►

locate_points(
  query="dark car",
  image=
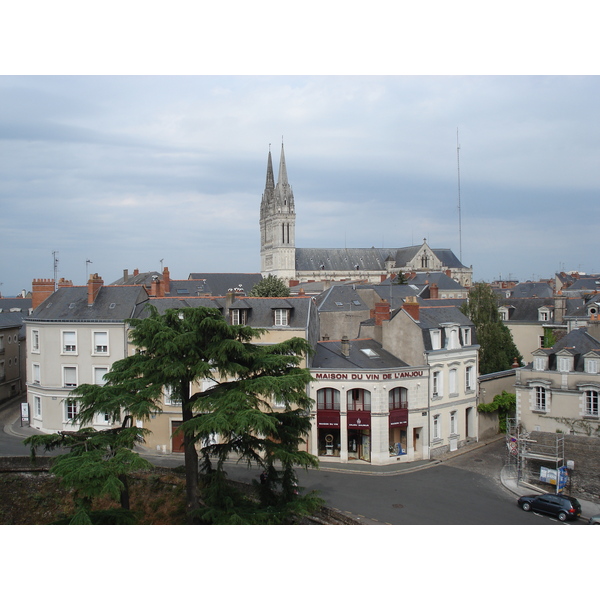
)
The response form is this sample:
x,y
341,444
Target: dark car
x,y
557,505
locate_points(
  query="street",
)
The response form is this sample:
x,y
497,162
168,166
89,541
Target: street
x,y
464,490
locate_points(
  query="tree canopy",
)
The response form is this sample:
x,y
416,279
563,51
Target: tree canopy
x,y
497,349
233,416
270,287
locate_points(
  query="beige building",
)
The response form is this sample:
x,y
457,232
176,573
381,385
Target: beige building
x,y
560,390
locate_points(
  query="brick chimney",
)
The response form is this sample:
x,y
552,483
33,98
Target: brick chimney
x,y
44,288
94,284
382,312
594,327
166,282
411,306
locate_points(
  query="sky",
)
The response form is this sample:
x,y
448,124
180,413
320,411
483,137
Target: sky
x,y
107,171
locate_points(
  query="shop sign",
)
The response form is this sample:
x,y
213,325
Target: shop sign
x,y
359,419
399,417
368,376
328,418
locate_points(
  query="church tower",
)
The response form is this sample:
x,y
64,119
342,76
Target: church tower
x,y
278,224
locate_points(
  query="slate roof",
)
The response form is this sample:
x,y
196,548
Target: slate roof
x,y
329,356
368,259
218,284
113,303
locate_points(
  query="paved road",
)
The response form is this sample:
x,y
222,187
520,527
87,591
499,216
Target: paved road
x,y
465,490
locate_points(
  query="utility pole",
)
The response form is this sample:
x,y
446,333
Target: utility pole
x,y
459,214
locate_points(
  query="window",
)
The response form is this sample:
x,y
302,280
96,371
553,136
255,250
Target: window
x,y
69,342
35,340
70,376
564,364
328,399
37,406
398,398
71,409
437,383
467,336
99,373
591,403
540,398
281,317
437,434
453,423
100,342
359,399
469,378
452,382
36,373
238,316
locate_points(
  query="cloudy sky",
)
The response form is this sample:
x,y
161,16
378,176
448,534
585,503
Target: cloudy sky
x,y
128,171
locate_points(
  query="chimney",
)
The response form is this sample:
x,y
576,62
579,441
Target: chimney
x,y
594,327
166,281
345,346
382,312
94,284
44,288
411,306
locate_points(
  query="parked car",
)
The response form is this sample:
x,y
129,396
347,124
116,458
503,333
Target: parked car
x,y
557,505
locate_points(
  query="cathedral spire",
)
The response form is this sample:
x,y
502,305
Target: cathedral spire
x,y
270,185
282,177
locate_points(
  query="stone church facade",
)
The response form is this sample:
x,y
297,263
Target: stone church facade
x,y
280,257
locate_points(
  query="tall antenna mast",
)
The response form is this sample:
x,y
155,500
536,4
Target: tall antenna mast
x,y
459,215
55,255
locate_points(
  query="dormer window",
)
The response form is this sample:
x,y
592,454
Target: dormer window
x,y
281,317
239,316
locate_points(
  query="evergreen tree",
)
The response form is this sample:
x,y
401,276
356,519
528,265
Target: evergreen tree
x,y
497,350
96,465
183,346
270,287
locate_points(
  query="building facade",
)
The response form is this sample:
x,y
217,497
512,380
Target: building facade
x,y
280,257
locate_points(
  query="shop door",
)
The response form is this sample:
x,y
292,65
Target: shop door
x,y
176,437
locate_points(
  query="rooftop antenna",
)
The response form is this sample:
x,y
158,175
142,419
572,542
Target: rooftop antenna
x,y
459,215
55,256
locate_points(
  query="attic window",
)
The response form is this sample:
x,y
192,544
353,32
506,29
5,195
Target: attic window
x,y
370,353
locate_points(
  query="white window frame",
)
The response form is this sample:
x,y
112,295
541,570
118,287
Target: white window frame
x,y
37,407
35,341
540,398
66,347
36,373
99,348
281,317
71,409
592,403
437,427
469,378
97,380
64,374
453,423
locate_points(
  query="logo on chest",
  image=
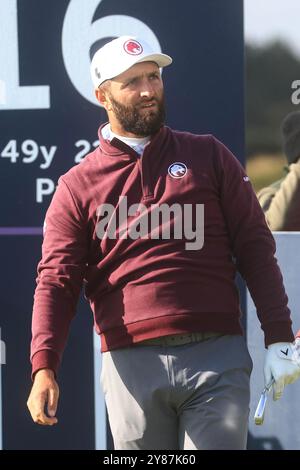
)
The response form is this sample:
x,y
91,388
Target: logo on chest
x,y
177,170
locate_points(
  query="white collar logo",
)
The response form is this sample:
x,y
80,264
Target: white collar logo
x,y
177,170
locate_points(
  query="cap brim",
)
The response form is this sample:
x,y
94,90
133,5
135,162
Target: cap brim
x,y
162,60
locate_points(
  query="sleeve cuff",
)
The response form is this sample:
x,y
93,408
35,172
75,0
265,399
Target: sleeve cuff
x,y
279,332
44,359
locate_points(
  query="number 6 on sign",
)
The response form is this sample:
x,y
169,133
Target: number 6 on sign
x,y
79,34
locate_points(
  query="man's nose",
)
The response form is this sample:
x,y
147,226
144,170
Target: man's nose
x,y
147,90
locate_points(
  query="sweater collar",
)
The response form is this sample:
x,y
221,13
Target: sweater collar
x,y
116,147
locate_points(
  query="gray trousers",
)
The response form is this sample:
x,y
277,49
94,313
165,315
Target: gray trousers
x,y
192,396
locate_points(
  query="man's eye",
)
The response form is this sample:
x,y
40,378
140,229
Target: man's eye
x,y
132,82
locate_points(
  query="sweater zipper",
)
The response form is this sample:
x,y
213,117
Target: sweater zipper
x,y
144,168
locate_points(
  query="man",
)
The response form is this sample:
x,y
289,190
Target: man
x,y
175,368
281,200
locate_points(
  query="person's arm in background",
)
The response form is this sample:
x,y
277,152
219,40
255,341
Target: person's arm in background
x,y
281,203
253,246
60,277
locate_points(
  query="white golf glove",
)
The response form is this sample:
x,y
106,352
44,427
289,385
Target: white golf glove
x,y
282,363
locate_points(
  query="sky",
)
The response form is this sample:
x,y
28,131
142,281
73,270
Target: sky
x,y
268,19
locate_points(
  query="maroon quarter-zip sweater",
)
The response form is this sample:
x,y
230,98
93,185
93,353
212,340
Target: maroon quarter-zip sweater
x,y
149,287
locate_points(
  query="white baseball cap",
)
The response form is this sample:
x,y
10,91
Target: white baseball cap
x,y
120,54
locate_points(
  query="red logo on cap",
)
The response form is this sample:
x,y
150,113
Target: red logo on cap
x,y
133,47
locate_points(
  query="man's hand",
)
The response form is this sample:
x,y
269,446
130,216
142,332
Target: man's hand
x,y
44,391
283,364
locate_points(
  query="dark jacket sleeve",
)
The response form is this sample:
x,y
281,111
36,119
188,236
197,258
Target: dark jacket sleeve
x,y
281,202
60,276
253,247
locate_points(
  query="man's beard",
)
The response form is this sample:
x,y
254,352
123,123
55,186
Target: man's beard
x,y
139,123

◄
►

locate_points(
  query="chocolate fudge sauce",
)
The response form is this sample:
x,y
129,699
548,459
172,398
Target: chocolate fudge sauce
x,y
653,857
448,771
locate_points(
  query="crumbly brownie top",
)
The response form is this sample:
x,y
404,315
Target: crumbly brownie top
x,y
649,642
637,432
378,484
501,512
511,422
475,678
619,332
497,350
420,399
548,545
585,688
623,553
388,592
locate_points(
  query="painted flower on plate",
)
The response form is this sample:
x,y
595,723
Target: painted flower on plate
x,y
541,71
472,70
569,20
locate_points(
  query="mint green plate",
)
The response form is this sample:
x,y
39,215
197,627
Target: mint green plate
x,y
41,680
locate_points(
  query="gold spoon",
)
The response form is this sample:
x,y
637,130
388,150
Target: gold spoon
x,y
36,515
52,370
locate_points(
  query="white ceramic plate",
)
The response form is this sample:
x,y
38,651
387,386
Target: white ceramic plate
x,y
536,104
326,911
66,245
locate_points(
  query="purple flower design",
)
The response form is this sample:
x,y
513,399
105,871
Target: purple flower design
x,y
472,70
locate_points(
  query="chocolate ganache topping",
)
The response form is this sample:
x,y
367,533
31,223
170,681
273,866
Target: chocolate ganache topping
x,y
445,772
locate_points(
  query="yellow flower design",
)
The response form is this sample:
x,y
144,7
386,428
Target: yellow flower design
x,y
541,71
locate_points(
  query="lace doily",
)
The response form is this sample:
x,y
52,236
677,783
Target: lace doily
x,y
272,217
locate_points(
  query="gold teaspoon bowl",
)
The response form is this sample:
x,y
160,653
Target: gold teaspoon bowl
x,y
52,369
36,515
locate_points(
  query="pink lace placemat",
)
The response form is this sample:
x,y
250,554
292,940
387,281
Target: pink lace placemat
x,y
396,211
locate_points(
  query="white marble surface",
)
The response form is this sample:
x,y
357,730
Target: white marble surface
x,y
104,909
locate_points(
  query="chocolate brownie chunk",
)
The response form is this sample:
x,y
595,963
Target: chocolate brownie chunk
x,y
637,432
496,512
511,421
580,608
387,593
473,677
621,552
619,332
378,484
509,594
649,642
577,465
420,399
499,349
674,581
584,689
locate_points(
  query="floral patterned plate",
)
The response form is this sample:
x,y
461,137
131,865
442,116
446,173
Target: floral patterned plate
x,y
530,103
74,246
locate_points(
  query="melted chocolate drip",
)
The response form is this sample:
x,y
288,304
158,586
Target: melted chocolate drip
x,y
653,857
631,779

◄
►

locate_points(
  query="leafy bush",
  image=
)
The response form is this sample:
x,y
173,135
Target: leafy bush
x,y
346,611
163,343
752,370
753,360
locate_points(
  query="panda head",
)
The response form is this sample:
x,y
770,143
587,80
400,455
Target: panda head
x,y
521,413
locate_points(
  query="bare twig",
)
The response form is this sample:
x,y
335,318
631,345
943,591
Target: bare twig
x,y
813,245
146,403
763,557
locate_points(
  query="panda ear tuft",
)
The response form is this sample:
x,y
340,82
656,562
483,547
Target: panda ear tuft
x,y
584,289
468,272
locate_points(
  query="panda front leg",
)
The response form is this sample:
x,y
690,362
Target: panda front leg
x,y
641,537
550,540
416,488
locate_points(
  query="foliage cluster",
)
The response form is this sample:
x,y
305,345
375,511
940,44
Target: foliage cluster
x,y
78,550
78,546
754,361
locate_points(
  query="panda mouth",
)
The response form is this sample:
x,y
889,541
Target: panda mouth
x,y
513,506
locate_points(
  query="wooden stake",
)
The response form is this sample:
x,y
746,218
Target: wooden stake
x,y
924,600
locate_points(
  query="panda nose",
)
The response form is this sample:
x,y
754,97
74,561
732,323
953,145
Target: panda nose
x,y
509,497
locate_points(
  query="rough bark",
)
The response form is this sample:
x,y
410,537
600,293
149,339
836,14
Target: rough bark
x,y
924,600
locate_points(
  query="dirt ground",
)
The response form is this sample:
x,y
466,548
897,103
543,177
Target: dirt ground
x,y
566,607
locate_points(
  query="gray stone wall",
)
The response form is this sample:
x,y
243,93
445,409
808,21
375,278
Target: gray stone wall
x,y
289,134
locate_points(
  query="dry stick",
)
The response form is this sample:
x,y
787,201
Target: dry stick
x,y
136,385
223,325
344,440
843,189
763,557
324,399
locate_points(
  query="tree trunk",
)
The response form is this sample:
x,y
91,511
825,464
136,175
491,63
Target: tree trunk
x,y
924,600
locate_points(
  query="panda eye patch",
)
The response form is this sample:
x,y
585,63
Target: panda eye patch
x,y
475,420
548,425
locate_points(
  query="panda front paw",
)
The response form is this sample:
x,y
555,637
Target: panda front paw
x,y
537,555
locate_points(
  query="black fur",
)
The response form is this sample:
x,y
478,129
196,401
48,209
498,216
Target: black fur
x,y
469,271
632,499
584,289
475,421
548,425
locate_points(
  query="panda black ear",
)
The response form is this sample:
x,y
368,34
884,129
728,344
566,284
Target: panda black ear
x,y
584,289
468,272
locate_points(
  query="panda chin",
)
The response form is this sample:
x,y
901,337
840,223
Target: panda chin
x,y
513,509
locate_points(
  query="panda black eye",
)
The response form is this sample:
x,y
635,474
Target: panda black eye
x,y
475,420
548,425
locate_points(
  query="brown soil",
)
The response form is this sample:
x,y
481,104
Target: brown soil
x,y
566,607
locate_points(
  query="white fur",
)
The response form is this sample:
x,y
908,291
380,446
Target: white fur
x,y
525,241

◄

> _PROBLEM_:
How many lines of the data above contain the string "glove"? Matching is case-sensitive; give only the number.

> _SOLUTION TO THE EXERCISE_:
2